* [Directions]
• 1. In the article on gold particles in Lapland spruce needles, which journal published the University of Oulu team's results?
• 2. Could you carry on the article about gold in Lapland spruce needles, picking up after its final paragraph?

* [Selected excerpt]
....................

It seems like a Nordic fairy tale, but instead it is pure science. In Lapland, among expanses of snow and infinite silence, some spruce trees (Picea abies) hide a precious secret: gold nanoparticles are found in their needles. Not enough to make anyone rich, of course, but enough to make one think that the trees can “reveal” the presence of gold in the ground.
This was discovered by a team from the University of Oulu, Finland, who published the results in the journal Environmental Microbiome. Scientists analyzed 138 needle samples from 23 fir trees near the Kittilä mine, Europe’s largest goldfield. In four of these trees they found tiny particles of gold surrounded by bacterial biofilms, a kind of “fingerprint” of the metal that shines even without the sun.
The bacteria that help fir trees “grow” gold
The secret is in the bacteria that live inside the tree.
According to Dr. Kaisa Lehosmaa, lead author of the study, microorganisms such as Cutibacterium, Corynebacterium and P3OB-42 play a decisive role:
We observed that the internal microbiota of fir can influence gold accumulation.
The process works like this: the gold present in the soil, dissolved in the water, is absorbed by the roots, goes up into the tree vessels and reaches the needles. There, bacteria turn it into solid gold, at the nanoscale, in a natural phenomenon called biomineralization. Ergo, trees do not “produce” gold, but capture and store it.

....................

* [Provided material]
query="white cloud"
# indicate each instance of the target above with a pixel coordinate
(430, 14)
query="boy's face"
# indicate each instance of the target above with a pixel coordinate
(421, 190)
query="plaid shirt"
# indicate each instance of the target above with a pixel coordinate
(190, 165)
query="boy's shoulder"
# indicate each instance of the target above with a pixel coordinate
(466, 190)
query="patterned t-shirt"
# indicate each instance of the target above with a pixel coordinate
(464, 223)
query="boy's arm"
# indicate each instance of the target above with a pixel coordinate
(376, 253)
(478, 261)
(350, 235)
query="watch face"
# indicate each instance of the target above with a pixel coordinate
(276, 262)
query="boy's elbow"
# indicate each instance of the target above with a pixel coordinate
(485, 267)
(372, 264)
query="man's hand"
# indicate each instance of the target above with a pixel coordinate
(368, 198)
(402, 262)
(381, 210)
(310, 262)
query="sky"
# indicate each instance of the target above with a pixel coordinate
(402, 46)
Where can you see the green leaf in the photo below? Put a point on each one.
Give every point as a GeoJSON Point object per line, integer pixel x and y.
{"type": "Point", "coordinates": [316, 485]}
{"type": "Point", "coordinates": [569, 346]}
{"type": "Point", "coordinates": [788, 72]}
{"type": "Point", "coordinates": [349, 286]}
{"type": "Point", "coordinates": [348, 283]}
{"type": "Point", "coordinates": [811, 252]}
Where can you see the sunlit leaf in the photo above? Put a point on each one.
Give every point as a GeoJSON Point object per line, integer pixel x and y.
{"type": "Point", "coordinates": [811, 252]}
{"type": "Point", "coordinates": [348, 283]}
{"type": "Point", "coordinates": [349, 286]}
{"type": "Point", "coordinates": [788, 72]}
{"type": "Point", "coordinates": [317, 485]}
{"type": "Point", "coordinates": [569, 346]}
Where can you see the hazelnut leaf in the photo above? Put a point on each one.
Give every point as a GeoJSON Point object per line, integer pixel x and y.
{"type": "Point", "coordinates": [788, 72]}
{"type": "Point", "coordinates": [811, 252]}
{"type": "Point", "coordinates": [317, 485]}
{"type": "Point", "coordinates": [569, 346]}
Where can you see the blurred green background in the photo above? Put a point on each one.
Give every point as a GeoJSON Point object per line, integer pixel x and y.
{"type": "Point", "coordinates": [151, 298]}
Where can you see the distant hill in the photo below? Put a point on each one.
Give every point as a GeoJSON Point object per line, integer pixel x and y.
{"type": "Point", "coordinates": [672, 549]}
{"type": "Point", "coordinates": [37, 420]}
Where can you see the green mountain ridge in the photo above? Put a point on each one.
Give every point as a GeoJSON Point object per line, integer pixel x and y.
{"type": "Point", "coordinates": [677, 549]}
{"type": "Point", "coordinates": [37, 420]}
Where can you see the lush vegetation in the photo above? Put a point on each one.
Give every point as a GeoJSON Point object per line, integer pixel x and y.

....................

* [Responses in order]
• 1. Environmental Microbiome

• 2.
A discovery that changes the way we search for gold
The point is not the quantity – too small to think of as a business – but the idea: if trees accumulate gold, they can become natural sentinels of underground deposits. Already in Australia, similar research had found traces of gold in eucalyptus leaves. Now Lapland confirms that the phenomenon is real, and perhaps more widespread than we imagine.
For geologists this is a silent revolution: instead of drilling into the ground, it would be enough to analyze the needles or leaves of some plants to understand what lies underneath. An approach that respects nature and reduces the environmental impact of mineral exploration, transforming trees into green bioguides towards underground resources.
In a world that is depleting its resources, this discovery reminds us how much ecosystems are smarter than us. The fir trees of Lapland do not only offer oxygen and postcard landscapes: they filter metals, communicate with bacteria and tell invisible stories of what happens beneath the surface.
Perhaps, rather than looking for gold, we should learn to listen to those who guard it.